# [Цитируемый текст]
#####

06.12.2024, 11:49 |
И всё-таки мы выстояли.18.10.2011, 19:06  «Крестьянин»
Разговор первого редактора «Крестьянина» Владимира Фомина с первым штатным журналистом газеты Василием Брусенским.
ФОМИН: Ну что, Василий Алексеевич, когда мы последний раз не торопясь, за рюмкой чая, по душам говорили? Кажется, это было в Весёлом, в гостинице на берегу Маныча, где ростовские фермеры проводили одно из первых своих совещаний. Все уже легли, а мы всё сидели и говорили, говорили. Не заметили, как рассвет наступил. БРУСЕНСКИЙ: Да, а потом не до длинных разговоров стало. Газета – молотилка. Двадцать лет пролетело. У меня сохранился первый номер «Крестьянина» с вашим автографом: «Первому журналисту нашего коллектива от первого редактора. И всё-таки мы выстояли».
ФОМИН: Когда я его подписал?
brusenskiy.jpgБРУСЕНСКИЙ: Лет пять назад, когда свою типографию запускали и личные архивы перетряхивали. Хотели показать молодёжи, с чего начинали. А в Весёлом, как сказал бы наш незабвенный коллега Юрий Дмитриевич Черниченко, свой своего познаша, мы обнюхивались. Для меня, честно говоря, был неожиданным ваш звонок, приглашение в газету. Я знал, кто такой Фомин, – собственный корреспондент «Литературной газеты», автор нашумевшей статьи «Как они хоронили нас». Но, по-моему, мы даже не были лично знакомы.
ФОМИН: Я почему вам позвонил... Несколько материалов Брусенского о положении на селе были, скажем так, не характерны для «Молота».
БРУСЕНСКИЙ: А я недолго ломался, в общем, сразу согласился. Понравилось, что собираетесь писать критично и откровенно о том, о чём и мы в партийной печати уже кукарекали, но вполголоса. И что ещё подкупало: вы собирались брать профессионалов, которых ни править, ни переписывать не надо.
ФОМИН: Школа «литературки». Зачислили вас первым штатным журналистом «Крестьянина», по-моему, в октябре, но писать нам вы начали с первого номера.
БРУСЕНСКИЙ: Да, в первом номере «Крестьянин» опубликовал моё интервью с председателем Ростовской областной АККОР Александром Максимовичем Родиным. Даже и сейчас помню его заголовок – «Вернуться к здравому смыслу». Родин комментировал законы о селе, которые с 1991 года вступали в силу. Допускалась частная собственность на землю, можно было со своим паем выйти из колхоза, работать на себя.

#####

# [Исходные данные]
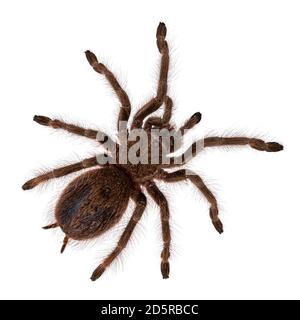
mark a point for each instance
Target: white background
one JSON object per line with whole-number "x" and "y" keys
{"x": 235, "y": 61}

#####

# [Задания к упражнению]
**1.** Воспроизведите без изменений фрагмент беседы Фомина и Брусенского, начиная со слов «ФОМИН: Когда я» и продолжая до слов «были лично знакомы.» включительно.
**2.** Переведите на английский язык предложение из беседы Фомина и Брусенского: «Родин комментировал законы о селе, которые с 1991 года вступали в силу».

# [Ответы по порядку]
**1.**
ФОМИН: Когда я его подписал?
brusenskiy.jpgБРУСЕНСКИЙ: Лет пять назад, когда свою типографию запускали и личные архивы перетряхивали. Хотели показать молодёжи, с чего начинали. А в Весёлом, как сказал бы наш незабвенный коллега Юрий Дмитриевич Черниченко, свой своего познаша, мы обнюхивались. Для меня, честно говоря, был неожиданным ваш звонок, приглашение в газету. Я знал, кто такой Фомин, – собственный корреспондент «Литературной газеты», автор нашумевшей статьи «Как они хоронили нас». Но, по-моему, мы даже не были лично знакомы.

**2.** Rodin commented on the laws on rural life that were coming into force from 1991 on.